Start of Record excerpts

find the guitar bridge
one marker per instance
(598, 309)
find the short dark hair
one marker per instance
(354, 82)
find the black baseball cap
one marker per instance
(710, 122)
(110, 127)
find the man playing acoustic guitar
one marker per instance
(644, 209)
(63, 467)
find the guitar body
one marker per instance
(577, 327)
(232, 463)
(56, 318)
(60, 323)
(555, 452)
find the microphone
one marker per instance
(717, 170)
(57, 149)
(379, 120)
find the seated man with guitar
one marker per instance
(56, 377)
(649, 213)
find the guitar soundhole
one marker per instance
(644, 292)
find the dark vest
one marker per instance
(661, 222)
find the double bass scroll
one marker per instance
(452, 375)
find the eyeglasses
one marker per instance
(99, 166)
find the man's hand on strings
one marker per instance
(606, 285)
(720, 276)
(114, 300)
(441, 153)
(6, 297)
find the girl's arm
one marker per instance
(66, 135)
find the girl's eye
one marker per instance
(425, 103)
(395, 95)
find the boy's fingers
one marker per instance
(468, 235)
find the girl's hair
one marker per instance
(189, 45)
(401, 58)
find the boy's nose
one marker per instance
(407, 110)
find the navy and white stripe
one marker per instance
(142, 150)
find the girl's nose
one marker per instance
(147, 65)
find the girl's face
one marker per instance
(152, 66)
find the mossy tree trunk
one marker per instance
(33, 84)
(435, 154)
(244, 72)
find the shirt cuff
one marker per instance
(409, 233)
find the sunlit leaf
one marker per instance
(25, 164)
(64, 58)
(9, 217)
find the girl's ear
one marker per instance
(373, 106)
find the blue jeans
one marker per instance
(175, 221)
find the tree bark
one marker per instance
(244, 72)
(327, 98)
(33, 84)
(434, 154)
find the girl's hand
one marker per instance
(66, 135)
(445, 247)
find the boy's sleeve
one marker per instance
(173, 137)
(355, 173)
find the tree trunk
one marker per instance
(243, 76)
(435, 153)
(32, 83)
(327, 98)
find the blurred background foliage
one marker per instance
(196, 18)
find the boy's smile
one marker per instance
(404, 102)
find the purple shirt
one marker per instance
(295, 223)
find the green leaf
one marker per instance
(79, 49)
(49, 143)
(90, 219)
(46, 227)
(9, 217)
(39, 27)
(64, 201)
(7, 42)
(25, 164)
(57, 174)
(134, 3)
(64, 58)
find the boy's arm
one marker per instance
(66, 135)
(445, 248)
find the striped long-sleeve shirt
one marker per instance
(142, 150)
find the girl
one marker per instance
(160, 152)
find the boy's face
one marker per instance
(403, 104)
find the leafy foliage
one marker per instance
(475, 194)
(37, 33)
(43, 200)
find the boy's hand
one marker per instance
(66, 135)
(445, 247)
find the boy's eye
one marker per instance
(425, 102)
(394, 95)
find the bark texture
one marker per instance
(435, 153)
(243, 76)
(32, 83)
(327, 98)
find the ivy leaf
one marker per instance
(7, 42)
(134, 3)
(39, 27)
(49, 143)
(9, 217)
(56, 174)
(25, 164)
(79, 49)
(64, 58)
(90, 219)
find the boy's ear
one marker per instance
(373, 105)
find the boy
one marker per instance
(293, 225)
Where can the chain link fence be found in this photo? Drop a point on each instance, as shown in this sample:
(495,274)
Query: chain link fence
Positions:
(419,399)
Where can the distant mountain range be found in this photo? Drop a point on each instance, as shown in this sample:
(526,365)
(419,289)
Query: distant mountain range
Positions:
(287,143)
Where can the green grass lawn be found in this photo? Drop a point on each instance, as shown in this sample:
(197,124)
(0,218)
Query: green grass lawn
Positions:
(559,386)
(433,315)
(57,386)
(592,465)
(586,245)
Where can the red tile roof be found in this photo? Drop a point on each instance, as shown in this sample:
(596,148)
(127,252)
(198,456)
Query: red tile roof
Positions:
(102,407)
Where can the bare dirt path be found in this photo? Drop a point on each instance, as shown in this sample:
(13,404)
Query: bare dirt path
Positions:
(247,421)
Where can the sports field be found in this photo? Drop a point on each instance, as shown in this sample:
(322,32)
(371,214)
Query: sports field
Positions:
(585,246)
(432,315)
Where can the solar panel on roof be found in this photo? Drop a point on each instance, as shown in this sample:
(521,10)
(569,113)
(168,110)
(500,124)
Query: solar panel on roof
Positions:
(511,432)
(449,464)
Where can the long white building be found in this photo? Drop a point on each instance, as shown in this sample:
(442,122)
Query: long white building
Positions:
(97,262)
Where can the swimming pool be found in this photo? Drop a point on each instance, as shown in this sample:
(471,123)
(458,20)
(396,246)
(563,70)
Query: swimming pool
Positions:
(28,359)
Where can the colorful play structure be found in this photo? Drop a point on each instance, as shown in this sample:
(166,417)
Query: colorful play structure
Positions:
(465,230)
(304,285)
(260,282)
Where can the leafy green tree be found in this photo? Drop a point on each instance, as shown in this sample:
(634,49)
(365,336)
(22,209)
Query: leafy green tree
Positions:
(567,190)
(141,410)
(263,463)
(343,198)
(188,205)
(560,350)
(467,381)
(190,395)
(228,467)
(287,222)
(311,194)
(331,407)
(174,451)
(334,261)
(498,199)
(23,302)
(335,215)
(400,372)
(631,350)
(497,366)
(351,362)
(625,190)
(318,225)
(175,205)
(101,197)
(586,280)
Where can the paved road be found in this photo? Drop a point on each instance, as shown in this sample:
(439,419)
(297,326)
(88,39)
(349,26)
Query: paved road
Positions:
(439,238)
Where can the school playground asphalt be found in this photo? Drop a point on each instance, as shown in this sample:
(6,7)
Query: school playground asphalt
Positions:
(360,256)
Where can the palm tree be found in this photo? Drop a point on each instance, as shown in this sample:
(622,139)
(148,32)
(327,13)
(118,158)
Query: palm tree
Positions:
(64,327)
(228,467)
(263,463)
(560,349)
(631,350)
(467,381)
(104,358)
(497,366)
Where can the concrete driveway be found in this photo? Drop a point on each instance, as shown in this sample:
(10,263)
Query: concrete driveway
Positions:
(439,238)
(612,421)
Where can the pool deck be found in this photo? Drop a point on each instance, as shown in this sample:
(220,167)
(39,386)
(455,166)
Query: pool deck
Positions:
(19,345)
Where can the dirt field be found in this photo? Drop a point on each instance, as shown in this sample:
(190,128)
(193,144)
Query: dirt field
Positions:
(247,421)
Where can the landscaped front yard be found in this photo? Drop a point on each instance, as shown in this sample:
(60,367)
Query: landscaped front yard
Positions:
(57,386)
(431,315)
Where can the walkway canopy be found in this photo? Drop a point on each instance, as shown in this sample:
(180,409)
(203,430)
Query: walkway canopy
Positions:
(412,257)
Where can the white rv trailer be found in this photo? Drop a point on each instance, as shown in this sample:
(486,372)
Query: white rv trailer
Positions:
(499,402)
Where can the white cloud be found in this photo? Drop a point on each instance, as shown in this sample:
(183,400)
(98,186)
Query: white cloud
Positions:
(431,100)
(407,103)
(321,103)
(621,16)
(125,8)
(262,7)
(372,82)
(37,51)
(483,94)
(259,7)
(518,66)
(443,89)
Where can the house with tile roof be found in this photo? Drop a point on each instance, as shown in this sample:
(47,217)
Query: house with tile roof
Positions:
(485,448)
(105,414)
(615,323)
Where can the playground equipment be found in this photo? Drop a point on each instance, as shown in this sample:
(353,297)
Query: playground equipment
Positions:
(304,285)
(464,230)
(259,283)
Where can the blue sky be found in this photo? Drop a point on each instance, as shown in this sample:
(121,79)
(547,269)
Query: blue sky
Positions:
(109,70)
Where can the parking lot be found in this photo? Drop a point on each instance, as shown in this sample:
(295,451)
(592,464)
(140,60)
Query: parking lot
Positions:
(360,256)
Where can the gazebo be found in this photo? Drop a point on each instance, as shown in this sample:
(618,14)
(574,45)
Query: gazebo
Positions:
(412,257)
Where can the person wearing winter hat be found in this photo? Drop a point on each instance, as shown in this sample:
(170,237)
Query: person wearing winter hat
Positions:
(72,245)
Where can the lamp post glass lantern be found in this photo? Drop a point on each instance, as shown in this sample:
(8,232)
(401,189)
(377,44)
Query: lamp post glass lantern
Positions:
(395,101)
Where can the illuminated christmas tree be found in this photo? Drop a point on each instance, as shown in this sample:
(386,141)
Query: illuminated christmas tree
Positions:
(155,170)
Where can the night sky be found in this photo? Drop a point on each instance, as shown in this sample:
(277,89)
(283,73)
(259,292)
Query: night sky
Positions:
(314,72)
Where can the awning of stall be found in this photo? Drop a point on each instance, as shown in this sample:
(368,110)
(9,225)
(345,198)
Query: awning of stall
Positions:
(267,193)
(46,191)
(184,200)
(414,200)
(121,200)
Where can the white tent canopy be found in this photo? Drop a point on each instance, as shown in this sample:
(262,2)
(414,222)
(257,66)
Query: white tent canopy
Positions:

End of Record excerpts

Task brief. In the entries above, find the line holding "find the sunlit leaf" and the line holding "find the boy's sleeve"; print both of them and every line between, exactly, and nothing else.

Result of this exercise.
find the sunlit leaf
one marker per instance
(25, 164)
(64, 58)
(9, 217)
find the girl's ear
one marker per instance
(373, 106)
find the blue jeans
one marker per instance
(175, 221)
find the tree bark
one marker per instance
(244, 72)
(327, 98)
(33, 84)
(434, 154)
find the girl's hand
one marker per instance
(66, 135)
(445, 247)
find the boy's sleeve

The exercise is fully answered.